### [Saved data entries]

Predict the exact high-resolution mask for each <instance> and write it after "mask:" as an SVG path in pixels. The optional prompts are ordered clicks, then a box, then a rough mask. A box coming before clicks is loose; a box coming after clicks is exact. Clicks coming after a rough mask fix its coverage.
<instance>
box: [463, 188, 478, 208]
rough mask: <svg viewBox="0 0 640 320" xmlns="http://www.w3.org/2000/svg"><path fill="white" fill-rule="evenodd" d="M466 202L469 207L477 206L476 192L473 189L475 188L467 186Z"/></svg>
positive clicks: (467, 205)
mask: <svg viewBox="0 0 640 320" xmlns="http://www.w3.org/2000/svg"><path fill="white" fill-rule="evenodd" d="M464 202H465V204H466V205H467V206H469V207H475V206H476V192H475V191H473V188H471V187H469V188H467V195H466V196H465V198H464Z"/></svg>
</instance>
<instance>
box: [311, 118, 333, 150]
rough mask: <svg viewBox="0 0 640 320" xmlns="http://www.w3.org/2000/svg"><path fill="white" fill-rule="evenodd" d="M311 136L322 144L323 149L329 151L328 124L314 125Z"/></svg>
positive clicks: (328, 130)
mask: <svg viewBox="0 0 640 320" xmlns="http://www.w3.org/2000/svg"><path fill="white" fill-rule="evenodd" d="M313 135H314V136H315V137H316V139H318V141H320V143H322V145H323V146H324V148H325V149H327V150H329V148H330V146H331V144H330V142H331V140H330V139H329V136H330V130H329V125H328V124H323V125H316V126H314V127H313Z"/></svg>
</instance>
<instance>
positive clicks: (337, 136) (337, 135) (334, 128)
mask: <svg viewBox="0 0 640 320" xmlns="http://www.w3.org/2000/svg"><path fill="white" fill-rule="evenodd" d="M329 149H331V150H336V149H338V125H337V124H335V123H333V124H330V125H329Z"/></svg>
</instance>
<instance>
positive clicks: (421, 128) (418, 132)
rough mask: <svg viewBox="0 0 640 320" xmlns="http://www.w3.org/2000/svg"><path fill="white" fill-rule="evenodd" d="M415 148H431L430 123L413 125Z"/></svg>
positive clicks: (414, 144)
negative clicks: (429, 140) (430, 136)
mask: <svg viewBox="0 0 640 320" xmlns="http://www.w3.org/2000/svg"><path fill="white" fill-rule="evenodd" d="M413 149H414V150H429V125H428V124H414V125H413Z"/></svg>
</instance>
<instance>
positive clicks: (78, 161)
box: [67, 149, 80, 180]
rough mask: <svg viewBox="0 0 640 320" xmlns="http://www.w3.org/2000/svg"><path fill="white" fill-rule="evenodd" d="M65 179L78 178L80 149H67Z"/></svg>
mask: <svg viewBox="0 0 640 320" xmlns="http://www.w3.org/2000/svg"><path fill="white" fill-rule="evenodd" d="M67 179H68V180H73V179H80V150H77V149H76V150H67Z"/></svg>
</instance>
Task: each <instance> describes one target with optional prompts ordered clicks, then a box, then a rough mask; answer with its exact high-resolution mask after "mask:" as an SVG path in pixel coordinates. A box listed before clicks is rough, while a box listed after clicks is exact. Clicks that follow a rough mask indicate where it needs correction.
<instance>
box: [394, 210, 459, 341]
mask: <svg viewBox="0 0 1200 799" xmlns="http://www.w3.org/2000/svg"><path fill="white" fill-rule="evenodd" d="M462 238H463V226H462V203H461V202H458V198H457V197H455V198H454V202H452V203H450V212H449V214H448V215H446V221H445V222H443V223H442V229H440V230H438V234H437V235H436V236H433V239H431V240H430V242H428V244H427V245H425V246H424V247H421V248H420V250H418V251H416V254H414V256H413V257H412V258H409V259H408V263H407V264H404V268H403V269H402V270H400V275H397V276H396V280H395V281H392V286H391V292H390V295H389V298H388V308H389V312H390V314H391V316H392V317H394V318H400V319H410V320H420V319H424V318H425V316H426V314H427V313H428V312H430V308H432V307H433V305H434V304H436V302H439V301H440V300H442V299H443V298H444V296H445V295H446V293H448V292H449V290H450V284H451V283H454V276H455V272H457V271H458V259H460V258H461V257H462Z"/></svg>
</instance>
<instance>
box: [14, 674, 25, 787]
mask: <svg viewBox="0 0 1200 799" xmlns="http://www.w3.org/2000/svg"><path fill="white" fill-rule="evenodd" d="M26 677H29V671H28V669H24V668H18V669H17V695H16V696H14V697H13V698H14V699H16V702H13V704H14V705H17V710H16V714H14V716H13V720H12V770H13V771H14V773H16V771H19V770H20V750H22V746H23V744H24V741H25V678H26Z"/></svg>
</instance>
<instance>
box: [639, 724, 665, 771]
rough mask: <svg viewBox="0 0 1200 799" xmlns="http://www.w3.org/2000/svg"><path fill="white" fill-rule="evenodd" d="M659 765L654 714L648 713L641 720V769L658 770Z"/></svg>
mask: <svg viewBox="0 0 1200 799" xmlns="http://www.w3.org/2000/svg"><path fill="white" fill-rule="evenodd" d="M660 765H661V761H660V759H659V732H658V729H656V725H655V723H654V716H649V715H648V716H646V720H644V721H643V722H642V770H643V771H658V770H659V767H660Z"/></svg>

### [Task description]
Would you please give all of the records again exactly as they stand?

### [Answer space]
Predict the exact high-resolution mask for each <instance> and write it after "mask:" as an SVG path in pixels. The optional prompts are ordered clicks, then a box, then a rough mask. A box coming before clicks is loose; a box coming after clicks is exact. Clicks coming after a rough mask fix its coverage.
<instance>
box: [463, 188, 478, 208]
rough mask: <svg viewBox="0 0 640 320" xmlns="http://www.w3.org/2000/svg"><path fill="white" fill-rule="evenodd" d="M466 202L469 207L477 206L476 192L473 189L475 188L467 186Z"/></svg>
positive clicks: (467, 205)
mask: <svg viewBox="0 0 640 320" xmlns="http://www.w3.org/2000/svg"><path fill="white" fill-rule="evenodd" d="M464 202H465V204H466V205H467V206H469V207H475V206H476V192H475V191H473V188H471V187H469V188H467V195H466V196H465V198H464Z"/></svg>
</instance>
<instance>
box: [311, 118, 333, 150]
rough mask: <svg viewBox="0 0 640 320" xmlns="http://www.w3.org/2000/svg"><path fill="white" fill-rule="evenodd" d="M311 136L322 144L323 149L329 151L328 124L314 125Z"/></svg>
positive clicks: (328, 130)
mask: <svg viewBox="0 0 640 320" xmlns="http://www.w3.org/2000/svg"><path fill="white" fill-rule="evenodd" d="M313 135H314V136H315V137H316V139H318V141H320V143H322V145H323V146H324V148H325V149H327V150H329V148H330V146H331V144H330V142H331V140H330V139H329V136H330V130H329V125H328V124H323V125H316V126H314V127H313Z"/></svg>
</instance>
<instance>
positive clicks: (337, 136) (337, 135) (334, 128)
mask: <svg viewBox="0 0 640 320" xmlns="http://www.w3.org/2000/svg"><path fill="white" fill-rule="evenodd" d="M329 149H331V150H336V149H338V125H337V124H335V123H333V124H330V125H329Z"/></svg>
</instance>
<instance>
positive clicks: (421, 128) (418, 132)
rough mask: <svg viewBox="0 0 640 320" xmlns="http://www.w3.org/2000/svg"><path fill="white" fill-rule="evenodd" d="M415 148H431L430 123L413 125Z"/></svg>
positive clicks: (414, 144)
negative clicks: (429, 140) (430, 136)
mask: <svg viewBox="0 0 640 320" xmlns="http://www.w3.org/2000/svg"><path fill="white" fill-rule="evenodd" d="M413 149H414V150H429V125H428V124H414V125H413Z"/></svg>
</instance>
<instance>
positive clicks: (78, 161)
box: [67, 149, 80, 180]
rough mask: <svg viewBox="0 0 640 320" xmlns="http://www.w3.org/2000/svg"><path fill="white" fill-rule="evenodd" d="M65 179L78 178L80 149H67Z"/></svg>
mask: <svg viewBox="0 0 640 320" xmlns="http://www.w3.org/2000/svg"><path fill="white" fill-rule="evenodd" d="M67 179H68V180H73V179H80V150H77V149H76V150H67Z"/></svg>
</instance>
Task: each <instance> describes one target with optional prompts ordered clicks, then a box, then a rough mask; answer with its exact high-resolution mask after "mask:" as an SVG path in pixel coordinates. A box listed before clicks is rough, while a box listed after clicks is exact. Clicks that follow a rough mask indicate where it needs correction.
<instance>
box: [394, 210, 459, 341]
mask: <svg viewBox="0 0 1200 799" xmlns="http://www.w3.org/2000/svg"><path fill="white" fill-rule="evenodd" d="M462 238H463V226H462V203H461V202H458V198H457V197H455V198H454V202H452V203H450V212H449V214H448V215H446V221H445V222H443V223H442V229H440V230H438V234H437V235H436V236H433V239H431V240H430V242H428V244H427V245H425V246H424V247H421V248H420V250H418V251H416V254H414V256H413V257H412V258H409V259H408V263H407V264H404V268H403V269H402V270H400V275H397V276H396V280H395V281H392V286H391V292H390V295H389V298H388V308H389V312H390V314H391V316H392V317H394V318H400V319H410V320H420V319H424V318H425V316H426V314H427V313H428V312H430V308H432V307H433V305H434V304H436V302H439V301H440V300H442V299H443V298H444V296H445V295H446V293H448V292H449V290H450V284H451V283H454V276H455V272H457V271H458V259H460V258H461V257H462Z"/></svg>
</instance>
<instance>
box: [14, 674, 25, 787]
mask: <svg viewBox="0 0 1200 799" xmlns="http://www.w3.org/2000/svg"><path fill="white" fill-rule="evenodd" d="M26 677H29V671H28V669H24V668H18V669H17V695H16V696H14V697H13V698H14V699H16V702H13V704H14V705H17V710H16V714H14V716H13V720H12V770H13V771H14V773H16V771H19V770H20V750H22V746H23V744H24V741H25V678H26Z"/></svg>
</instance>
<instance>
box: [639, 724, 665, 771]
rough mask: <svg viewBox="0 0 1200 799" xmlns="http://www.w3.org/2000/svg"><path fill="white" fill-rule="evenodd" d="M659 765L654 714L648 713L641 720V769L658 770Z"/></svg>
mask: <svg viewBox="0 0 1200 799" xmlns="http://www.w3.org/2000/svg"><path fill="white" fill-rule="evenodd" d="M660 765H661V761H660V759H659V732H658V729H656V725H655V723H654V716H649V715H648V716H646V720H644V721H643V722H642V770H643V771H658V770H659V767H660Z"/></svg>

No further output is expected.